• **A run of records**:
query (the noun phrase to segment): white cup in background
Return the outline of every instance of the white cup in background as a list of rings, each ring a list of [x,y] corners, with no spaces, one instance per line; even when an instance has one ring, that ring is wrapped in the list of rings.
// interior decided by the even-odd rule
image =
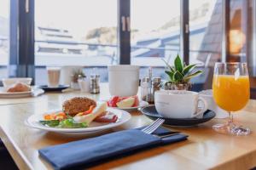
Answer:
[[[198,101],[203,108],[198,108]],[[154,93],[157,112],[166,118],[201,118],[207,110],[207,102],[196,92],[185,90],[160,90]]]
[[[47,66],[48,87],[57,88],[60,84],[61,67]]]
[[[219,108],[217,104],[215,103],[212,96],[212,90],[203,90],[199,93],[199,96],[204,98],[207,104],[208,104],[208,109],[214,111],[216,113],[215,118],[226,118],[229,116],[229,113],[225,111],[224,110]]]
[[[90,92],[90,80],[89,78],[84,78],[83,80],[79,80],[79,85],[81,92],[89,93]]]
[[[74,71],[83,70],[83,66],[79,65],[64,65],[61,67],[61,83],[70,85],[72,82],[72,75]]]
[[[109,92],[112,96],[137,95],[139,86],[139,66],[117,65],[108,66]]]

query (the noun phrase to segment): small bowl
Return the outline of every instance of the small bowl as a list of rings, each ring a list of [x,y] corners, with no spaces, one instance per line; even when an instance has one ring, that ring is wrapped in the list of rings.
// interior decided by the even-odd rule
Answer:
[[[9,88],[16,82],[23,82],[31,85],[32,78],[30,77],[16,77],[16,78],[3,78],[2,82],[4,88]]]
[[[218,105],[215,103],[212,89],[201,91],[199,93],[199,96],[204,98],[208,103],[208,109],[216,113],[215,118],[223,119],[229,116],[229,113],[218,107]]]

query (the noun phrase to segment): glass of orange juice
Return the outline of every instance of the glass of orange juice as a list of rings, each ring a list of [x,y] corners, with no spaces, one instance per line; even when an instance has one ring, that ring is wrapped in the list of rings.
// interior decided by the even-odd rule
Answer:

• **EXERCISE BRIEF**:
Starting with the line that contains "query (the noun phrase to segment): small", output every line through the end of the listing above, unchanged.

• **WRITTEN SOLUTION**:
query (the noun phrase to segment): small bowl
Return the outline of every instance of the small bowl as a list of rings, each ring a list of [x,y] corners, with no spaces, one instance per line; even when an instance has one ring, that ring is wrapped in the list of rings.
// interior decided by the even-odd rule
Answer:
[[[9,88],[16,82],[23,82],[31,85],[32,78],[30,77],[16,77],[16,78],[3,78],[2,82],[4,88]]]
[[[218,105],[215,103],[212,89],[201,91],[199,93],[199,96],[204,98],[208,103],[208,109],[216,113],[215,118],[223,119],[229,116],[229,113],[218,107]]]

query (the noun phrase to segment): glass of orange juice
Return the outline of every instance of the glass of orange juice as a list of rings, each ring a list of [x,y] corners, with no spaces, one instance per line; even when an instance has one ring, that ring is wrapped in the list of rings.
// interior decided by the even-odd rule
Answer:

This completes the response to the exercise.